Schriftliche Aufgabe A:
Zeige jede Zeile der Auflistung, in der die Zeichenfolge „wing“ vorkommt.

Seitenauszug:

* * * *

Joan Baez: First Lady der Friedenssänger
Joan Baez wurde gleichermaßen durch ihre Stimme wie durch ihr Engagement berühmt. Am Sonntag wird sie 70 Jahre alt.
Woodside/Kalifornien. 40 Jahre lang war Joan Baez die First Lady der Friedens- und Menschenrechtsbewegung. Sie engagierte sich unter anderem in Chile, Argentinien, Kambodscha und Vietnam, kämpfte für Gleichberechtigung und die Umwelt.
Heute mischt sich Baez nur noch selten unter Demonstranten. Aber die alten Titel, „The Night They Drove Old Dixie Down“, „Forever Young“, „Farewell, Angelina“ und „Oh Happy Day“, singt sie weiter in aller Welt. Am Sonntag feiert die Ikone der 60er Jahre ihren 70. Geburtstag.
Über 40 Alben hat die zierliche Frau mit dem kristallklaren Sopran und dem vertrauten Vibrato in den USA herausgebracht, seit sie sich im Jahr 1959 in Newport (US-Bundesstaat Rhode Island) mit „Virgin Mary Had One Son“ erstmals vor ein Festivalpublikum getraut hatte. Der Auftritt brachte ihr außer dem Spitznamen „Barefoot Madonna“ (barfüßige Madonna) ihren ersten größeren Plattenvertrag ein.

* * * *

Ausgangsmaterial:
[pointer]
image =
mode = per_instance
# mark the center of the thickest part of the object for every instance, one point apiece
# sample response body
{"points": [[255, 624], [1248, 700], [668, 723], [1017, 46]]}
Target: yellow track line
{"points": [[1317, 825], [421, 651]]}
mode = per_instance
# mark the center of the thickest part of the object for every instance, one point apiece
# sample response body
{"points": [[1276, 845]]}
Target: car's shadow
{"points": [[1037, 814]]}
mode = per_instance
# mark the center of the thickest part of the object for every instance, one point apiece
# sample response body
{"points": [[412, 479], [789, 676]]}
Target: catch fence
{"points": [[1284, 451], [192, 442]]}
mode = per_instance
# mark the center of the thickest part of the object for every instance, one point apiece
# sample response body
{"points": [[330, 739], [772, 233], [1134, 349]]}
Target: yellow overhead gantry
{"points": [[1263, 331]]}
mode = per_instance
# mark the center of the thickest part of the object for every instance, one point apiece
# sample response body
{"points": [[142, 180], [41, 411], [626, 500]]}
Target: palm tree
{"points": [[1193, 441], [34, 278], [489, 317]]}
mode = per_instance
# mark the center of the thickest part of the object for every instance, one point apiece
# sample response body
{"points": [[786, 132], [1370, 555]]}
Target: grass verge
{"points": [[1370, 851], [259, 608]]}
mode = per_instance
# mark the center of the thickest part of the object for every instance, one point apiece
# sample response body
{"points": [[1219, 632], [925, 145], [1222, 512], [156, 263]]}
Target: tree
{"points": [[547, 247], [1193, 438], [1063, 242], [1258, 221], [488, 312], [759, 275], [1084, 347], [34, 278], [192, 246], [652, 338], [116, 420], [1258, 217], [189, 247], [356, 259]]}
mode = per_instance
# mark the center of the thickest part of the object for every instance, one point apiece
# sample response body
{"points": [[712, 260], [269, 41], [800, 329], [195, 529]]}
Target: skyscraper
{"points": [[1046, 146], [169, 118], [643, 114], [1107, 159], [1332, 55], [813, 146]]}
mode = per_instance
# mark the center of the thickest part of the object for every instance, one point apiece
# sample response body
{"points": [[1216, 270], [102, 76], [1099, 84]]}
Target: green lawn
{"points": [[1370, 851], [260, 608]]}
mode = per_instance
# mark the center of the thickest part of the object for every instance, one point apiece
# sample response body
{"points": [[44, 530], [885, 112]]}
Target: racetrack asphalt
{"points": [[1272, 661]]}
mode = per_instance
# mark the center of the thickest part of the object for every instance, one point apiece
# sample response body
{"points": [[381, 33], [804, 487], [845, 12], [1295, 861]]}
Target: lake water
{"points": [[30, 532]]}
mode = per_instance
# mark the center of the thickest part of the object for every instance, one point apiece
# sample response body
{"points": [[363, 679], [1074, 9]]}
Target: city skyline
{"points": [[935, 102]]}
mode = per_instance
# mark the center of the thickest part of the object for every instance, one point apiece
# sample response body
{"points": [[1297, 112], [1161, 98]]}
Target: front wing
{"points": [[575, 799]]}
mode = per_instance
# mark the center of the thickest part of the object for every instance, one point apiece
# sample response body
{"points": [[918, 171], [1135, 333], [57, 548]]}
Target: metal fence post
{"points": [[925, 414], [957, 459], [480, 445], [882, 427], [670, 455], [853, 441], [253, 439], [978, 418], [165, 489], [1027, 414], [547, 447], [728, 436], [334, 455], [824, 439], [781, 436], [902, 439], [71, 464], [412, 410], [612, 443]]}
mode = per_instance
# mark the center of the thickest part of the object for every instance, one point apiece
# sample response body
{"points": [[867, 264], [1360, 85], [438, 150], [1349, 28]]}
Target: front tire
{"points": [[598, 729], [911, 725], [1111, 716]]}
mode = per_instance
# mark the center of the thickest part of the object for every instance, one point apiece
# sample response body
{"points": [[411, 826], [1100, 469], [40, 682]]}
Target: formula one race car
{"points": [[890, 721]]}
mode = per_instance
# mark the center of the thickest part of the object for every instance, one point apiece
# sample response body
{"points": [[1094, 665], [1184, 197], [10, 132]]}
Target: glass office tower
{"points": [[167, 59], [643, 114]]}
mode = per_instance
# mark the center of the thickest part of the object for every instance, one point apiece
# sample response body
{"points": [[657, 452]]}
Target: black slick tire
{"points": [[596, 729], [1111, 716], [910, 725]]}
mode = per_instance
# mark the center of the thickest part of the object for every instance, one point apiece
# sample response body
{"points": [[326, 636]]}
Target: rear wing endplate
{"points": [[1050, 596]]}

* * * *

Schriftliche Aufgabe B:
Schreibe die Fortsetzung des Artikels über Joan Baez, beginnend nach seinem letzten Satz.

Endergebnis A:
Target: front wing
Target: rear wing endplate

Endergebnis B:
In den 60er Jahren galt die Tochter eines mexikanischen Physikers und einer Schottin als „die Muse der Flower-Power“. Sie verhalf Bob Dylan zur Popularität, aus dem Bühnen-Duo wurde bald auch privat ein Paar. Joan Baez erinnert sich in dem Dokumentarfilm von Mary Wharton an die nicht ganz einfache Beziehung: „Ich wollte, dass er sich auch politisch mit uns engagiert. Aber er wollte vor allem seine Musik machen.“
Joan Baez sang für die Einsamen und Entrechteten der Welt, wider den Krieg und für die Liebe. Beim „Civil Rights March“ in Washington marschierte sie 1963 neben ihrem Vorbild Martin Luther King, 1979 gründete sie eine Menschenrechtsorganisation, während der ersten „Intifada“ trat sie im Westjordanland und im Gaza-Streifen auf, 1989 unterstützte sie die „Samtene Revolution“ in Prag.
Im Gegenzug wurde Joan Baez von der US-Regierung zeitweise als Sicherheitsrisiko eingestuft und landete 45 Tage im Gefängnis, ihre Platten wurden aus den Läden verbannt. Doch das änderte nichts an ihrer Haltung.
Dass die nach außen so stark wirkende Kämpferin über Jahre psychisch angeschlagen war, wusste nur ihre jüngere Schwester Mimi. Joan Baez litt an schwerem Lampenfieber, unterbrach manchmal angstgepeinigt ein Konzert, um im Waschraum zu weinen und zur Ruhe zu kommen.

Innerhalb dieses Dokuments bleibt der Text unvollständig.